● **What is needed**:
Can you put the lines of the records from the line with "Check that every instance of the tower" up to and including the line with "Query: white sky" into a numbered list, leaving out any blank lines?

------ Entries supplied

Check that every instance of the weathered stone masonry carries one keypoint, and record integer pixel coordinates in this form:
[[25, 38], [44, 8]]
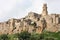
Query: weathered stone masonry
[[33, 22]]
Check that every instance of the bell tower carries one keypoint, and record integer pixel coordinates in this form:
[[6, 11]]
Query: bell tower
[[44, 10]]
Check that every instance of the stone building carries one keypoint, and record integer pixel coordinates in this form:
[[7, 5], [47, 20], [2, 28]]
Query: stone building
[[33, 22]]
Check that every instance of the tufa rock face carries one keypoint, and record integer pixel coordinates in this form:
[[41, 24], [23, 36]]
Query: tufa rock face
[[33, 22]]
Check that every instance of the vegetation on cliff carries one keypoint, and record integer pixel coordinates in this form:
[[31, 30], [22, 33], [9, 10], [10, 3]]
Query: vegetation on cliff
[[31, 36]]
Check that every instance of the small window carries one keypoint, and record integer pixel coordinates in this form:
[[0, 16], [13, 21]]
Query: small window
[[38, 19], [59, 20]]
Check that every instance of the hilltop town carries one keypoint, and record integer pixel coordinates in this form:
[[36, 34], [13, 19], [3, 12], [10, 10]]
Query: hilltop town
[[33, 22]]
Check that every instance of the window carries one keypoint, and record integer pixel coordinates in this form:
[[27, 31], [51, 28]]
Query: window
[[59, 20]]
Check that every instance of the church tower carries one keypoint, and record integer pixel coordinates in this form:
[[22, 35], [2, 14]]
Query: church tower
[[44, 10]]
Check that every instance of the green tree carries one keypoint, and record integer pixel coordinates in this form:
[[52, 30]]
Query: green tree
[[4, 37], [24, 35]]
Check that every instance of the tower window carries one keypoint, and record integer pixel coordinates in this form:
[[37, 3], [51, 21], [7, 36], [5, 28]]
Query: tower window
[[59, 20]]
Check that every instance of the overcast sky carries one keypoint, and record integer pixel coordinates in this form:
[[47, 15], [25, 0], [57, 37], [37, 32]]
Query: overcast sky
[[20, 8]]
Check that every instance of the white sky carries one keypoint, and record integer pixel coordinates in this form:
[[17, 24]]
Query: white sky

------------
------ Entries supplied

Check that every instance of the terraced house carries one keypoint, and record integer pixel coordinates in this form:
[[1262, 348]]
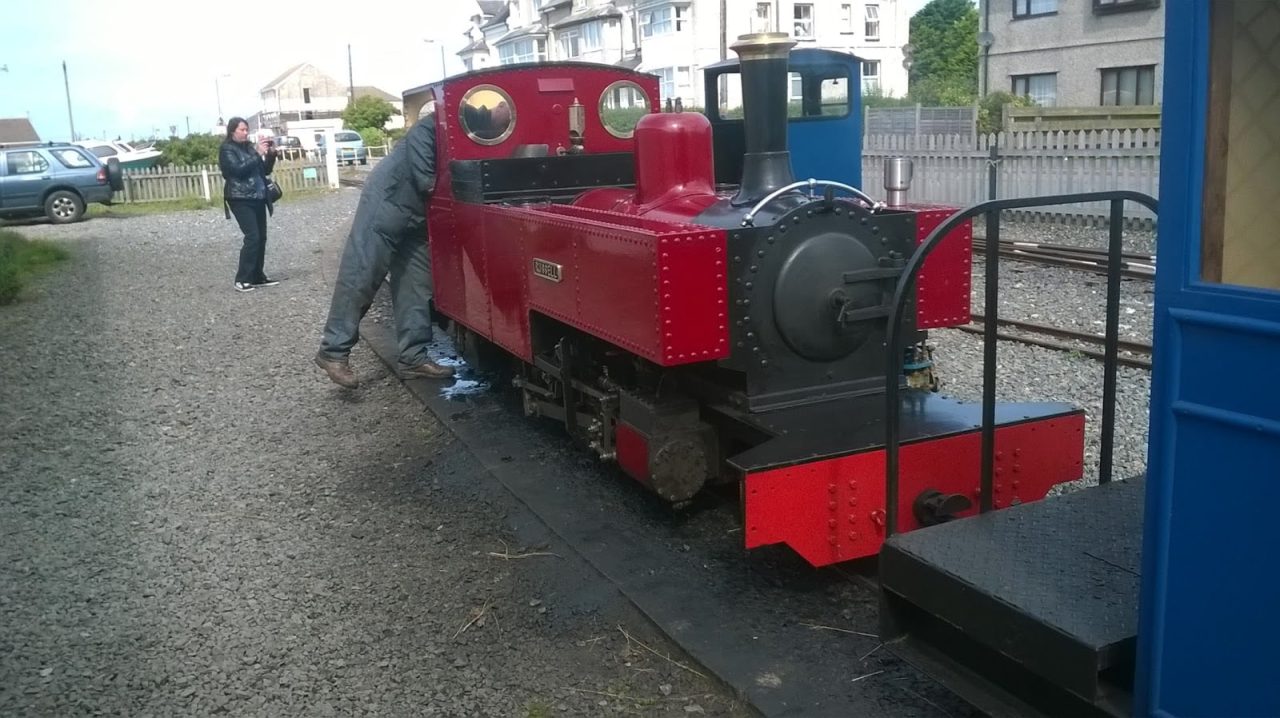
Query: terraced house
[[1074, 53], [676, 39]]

------------

● **Task solution**:
1. Check that every instance of the tower window carries one keypoint, and record integer pixel coordinates in this form:
2. [[37, 3], [51, 21], [7, 36], [5, 28]]
3. Query: tower window
4. [[59, 20]]
5. Check that every instance of the overcast sky carries one keypoint, and record integer pixel coordinates in this form:
6. [[47, 15], [25, 0], [57, 37], [37, 32]]
7. Query: overcast sky
8. [[20, 8]]
9. Check that every instance of the white sky carries one keypoint, and record integer pixel coordinates in this form:
10. [[17, 24]]
11. Query: white sky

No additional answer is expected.